» **TASK DIRECTIONS**
Tally the lines of the material below that contain the string "silhouetted", matching case exactly, and give only the number.

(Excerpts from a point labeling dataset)
-.-.-
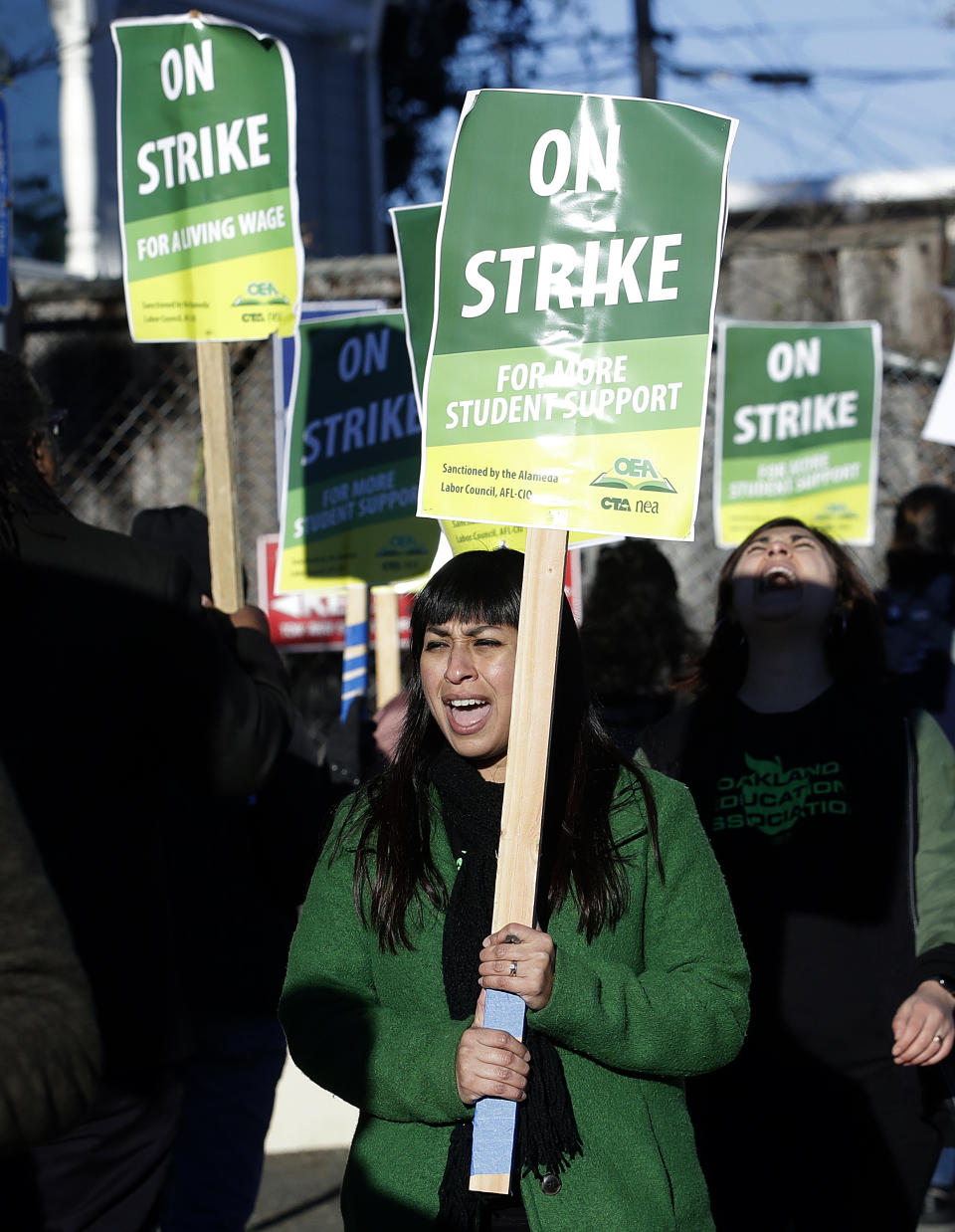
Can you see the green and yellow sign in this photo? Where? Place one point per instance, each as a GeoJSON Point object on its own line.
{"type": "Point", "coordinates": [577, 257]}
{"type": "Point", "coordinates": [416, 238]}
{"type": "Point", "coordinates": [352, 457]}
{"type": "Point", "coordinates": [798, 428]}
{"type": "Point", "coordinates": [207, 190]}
-.-.-
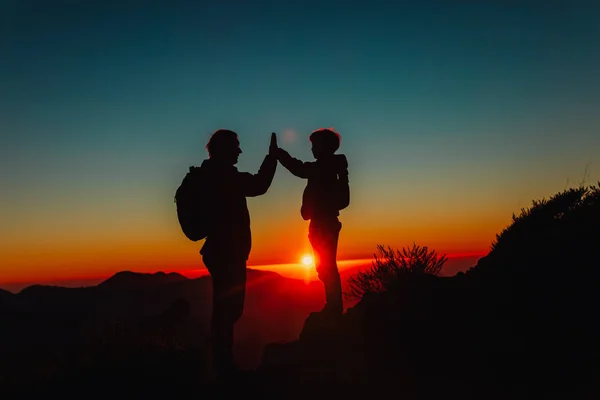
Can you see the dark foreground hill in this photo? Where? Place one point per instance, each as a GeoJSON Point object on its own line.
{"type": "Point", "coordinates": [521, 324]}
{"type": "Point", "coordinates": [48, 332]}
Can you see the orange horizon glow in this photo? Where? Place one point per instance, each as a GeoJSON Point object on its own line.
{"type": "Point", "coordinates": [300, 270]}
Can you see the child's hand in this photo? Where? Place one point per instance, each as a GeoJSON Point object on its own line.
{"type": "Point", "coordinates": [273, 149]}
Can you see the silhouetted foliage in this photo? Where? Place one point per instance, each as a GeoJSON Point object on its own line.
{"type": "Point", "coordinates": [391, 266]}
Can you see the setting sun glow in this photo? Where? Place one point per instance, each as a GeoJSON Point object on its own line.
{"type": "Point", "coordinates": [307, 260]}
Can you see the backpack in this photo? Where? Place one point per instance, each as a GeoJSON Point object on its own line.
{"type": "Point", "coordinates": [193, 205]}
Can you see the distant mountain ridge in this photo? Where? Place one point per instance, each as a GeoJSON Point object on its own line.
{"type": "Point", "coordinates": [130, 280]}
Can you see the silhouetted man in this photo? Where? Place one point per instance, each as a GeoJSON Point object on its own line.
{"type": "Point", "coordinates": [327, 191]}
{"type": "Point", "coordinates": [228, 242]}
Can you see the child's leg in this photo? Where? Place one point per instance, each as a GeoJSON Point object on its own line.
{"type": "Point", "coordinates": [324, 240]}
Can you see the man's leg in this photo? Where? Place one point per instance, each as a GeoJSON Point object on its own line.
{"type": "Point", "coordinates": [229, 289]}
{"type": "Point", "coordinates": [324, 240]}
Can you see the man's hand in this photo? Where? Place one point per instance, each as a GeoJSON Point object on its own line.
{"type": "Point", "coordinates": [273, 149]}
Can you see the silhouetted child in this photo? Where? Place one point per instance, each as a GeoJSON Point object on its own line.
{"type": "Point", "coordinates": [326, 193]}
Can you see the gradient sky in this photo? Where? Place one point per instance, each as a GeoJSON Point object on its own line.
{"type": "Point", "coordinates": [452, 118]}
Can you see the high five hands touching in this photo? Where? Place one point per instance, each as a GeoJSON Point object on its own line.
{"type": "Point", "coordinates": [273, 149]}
-.-.-
» **PROBLEM SOLUTION**
3